→ REQUESTS
- a) Which two insurers does the passage on bank holding companies say already have bank status?
- b) From the passage on bank holding companies, extract the portion starting at "Wait a minute." and ending at "to be done.".

→ TEXT SEGMENT

====

Wait a minute. Is our government now paying international players to acquire banks too? Apparently so.

Insurers are all jumping on the bank holding company bandwagon following the bailout of American International Group Inc., with institutions such as GMAC, CIT Group and American Express Co. all lining up to become bank holding companies to get their hands on some of the $700 billion. Some insurers, such as Prudential Financial and MetLife Inc., already have bank status, yet have not announced if they have applied for government funding. But  with lines of those that are applying reaching around the block, some are calling for something to be done.

====

Spatial annotation records:
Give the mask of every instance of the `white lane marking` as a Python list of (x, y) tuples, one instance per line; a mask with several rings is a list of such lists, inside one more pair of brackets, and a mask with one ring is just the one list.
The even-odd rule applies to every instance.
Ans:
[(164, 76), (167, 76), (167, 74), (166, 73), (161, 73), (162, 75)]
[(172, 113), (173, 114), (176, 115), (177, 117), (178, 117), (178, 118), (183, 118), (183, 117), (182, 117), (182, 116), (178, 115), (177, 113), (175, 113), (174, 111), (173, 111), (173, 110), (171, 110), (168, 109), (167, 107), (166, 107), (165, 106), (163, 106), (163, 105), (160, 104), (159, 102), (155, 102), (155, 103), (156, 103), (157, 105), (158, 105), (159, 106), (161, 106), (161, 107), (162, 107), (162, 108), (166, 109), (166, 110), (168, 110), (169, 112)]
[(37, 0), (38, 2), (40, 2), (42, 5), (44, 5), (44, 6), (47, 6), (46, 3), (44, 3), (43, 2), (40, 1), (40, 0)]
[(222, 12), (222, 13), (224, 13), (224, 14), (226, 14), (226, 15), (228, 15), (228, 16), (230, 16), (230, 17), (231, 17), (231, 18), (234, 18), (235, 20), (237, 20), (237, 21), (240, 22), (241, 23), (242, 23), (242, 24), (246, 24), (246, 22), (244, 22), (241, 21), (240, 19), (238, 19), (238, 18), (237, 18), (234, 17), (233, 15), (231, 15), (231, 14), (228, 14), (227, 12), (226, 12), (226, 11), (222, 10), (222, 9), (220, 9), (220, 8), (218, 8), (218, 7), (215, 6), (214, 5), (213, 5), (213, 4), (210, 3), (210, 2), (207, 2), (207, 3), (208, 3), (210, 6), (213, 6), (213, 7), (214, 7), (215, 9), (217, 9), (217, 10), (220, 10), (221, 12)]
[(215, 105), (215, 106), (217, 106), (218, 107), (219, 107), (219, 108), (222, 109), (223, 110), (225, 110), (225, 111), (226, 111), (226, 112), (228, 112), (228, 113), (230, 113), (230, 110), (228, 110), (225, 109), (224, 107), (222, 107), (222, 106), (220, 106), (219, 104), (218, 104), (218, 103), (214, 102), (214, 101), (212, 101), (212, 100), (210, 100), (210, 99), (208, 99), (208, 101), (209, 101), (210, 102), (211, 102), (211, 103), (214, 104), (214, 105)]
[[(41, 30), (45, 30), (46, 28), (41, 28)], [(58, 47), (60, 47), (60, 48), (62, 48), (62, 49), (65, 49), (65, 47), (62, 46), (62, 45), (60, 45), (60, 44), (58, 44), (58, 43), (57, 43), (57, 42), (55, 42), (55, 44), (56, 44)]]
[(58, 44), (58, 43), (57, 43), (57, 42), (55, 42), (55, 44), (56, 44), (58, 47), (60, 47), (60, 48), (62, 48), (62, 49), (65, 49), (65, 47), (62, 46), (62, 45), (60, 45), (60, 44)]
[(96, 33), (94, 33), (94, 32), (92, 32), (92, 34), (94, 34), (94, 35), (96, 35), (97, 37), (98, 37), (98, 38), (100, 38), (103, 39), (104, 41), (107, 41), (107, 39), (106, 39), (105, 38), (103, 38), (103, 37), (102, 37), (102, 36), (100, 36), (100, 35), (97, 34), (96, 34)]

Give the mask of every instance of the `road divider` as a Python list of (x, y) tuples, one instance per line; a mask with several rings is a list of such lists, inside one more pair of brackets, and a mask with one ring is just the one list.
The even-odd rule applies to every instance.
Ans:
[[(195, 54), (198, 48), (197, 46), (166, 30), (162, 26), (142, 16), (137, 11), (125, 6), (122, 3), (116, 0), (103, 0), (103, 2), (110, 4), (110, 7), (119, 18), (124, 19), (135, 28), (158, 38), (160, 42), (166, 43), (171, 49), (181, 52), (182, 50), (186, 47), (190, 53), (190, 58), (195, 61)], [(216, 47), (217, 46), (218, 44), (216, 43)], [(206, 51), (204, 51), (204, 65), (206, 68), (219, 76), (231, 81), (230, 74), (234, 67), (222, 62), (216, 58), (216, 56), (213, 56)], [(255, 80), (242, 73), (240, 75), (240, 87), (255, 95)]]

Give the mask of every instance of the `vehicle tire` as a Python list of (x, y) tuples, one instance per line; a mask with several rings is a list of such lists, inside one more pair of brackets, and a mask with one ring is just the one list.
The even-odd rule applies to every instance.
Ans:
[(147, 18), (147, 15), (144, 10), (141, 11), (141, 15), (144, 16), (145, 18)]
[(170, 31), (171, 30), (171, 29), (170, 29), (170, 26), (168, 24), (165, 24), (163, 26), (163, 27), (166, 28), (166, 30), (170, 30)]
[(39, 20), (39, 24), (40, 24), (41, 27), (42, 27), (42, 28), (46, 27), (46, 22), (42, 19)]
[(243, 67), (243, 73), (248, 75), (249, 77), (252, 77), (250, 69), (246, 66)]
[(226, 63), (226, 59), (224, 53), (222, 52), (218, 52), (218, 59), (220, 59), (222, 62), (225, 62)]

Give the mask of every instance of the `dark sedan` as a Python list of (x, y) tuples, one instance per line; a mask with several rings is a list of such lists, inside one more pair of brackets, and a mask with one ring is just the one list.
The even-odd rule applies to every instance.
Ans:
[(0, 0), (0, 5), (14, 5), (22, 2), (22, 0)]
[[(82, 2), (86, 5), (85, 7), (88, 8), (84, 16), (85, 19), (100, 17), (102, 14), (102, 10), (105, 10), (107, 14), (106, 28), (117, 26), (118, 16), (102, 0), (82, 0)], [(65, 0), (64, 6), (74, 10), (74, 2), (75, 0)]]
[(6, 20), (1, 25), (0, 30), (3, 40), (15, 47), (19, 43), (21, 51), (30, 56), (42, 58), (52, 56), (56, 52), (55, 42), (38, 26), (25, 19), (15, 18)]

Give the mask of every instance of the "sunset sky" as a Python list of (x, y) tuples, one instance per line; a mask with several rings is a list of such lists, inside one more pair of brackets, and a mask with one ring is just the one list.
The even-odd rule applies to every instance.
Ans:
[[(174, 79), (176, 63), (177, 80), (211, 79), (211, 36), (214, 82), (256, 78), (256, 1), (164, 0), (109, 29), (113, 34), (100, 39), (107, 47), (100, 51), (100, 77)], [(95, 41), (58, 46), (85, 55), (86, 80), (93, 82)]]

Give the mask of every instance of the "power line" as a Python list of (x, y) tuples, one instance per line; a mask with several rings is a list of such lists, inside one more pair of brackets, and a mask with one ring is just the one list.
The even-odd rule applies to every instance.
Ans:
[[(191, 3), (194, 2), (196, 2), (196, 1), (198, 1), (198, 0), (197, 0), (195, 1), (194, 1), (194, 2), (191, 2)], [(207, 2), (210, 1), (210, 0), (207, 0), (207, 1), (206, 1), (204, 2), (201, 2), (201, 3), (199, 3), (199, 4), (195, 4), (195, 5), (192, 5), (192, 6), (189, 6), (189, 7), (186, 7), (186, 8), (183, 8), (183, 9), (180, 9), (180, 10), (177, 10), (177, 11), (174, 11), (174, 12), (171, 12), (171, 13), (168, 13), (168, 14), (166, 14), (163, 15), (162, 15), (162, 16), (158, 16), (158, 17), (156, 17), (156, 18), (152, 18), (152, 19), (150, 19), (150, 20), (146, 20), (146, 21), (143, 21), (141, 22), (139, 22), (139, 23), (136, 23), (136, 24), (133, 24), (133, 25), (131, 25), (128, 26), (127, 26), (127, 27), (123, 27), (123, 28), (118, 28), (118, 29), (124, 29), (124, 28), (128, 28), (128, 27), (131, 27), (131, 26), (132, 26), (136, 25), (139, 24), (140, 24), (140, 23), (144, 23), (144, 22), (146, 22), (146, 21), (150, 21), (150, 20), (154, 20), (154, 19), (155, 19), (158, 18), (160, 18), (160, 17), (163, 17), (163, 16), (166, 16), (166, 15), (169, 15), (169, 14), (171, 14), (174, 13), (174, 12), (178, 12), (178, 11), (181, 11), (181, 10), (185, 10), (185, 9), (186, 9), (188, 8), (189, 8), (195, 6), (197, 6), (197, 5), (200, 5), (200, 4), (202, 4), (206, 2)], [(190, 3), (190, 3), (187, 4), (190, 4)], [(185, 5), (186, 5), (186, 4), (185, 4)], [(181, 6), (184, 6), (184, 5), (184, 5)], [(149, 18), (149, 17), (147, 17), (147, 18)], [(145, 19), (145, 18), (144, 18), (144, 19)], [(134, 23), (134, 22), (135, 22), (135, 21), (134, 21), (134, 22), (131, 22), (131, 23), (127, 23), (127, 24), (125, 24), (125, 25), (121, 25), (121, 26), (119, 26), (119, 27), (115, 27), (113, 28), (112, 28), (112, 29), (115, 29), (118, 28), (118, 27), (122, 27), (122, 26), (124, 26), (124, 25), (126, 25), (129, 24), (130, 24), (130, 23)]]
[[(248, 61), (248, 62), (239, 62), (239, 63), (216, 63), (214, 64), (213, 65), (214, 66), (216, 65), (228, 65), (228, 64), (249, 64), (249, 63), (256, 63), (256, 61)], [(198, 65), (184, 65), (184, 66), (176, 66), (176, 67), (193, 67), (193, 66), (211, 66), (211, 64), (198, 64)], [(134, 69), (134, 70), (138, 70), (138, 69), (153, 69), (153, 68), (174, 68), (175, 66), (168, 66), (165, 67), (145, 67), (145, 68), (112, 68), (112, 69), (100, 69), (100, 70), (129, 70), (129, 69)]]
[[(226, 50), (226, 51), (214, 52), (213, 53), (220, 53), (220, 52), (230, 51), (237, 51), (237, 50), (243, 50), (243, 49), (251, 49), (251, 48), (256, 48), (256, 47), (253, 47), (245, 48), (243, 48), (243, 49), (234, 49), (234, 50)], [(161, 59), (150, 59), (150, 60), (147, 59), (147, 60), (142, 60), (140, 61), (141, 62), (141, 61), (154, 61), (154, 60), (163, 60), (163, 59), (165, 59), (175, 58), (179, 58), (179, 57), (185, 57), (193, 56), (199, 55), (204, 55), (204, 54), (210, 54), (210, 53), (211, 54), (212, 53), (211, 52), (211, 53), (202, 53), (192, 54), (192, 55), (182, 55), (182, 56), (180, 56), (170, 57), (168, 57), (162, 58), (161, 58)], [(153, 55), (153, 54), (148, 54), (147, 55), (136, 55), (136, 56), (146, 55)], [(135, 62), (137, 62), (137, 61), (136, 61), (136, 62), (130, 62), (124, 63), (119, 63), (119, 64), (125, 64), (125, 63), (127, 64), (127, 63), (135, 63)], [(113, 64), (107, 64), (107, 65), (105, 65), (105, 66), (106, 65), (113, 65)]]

====

→ SOLUTIONS BY TASK
- a) Prudential Financial and MetLife Inc.

- b)
Wait a minute. Is our government now paying international players to acquire banks too? Apparently so.

Insurers are all jumping on the bank holding company bandwagon following the bailout of American International Group Inc., with institutions such as GMAC, CIT Group and American Express Co. all lining up to become bank holding companies to get their hands on some of the $700 billion. Some insurers, such as Prudential Financial and MetLife Inc., already have bank status, yet have not announced if they have applied for government funding. But  with lines of those that are applying reaching around the block, some are calling for something to be done.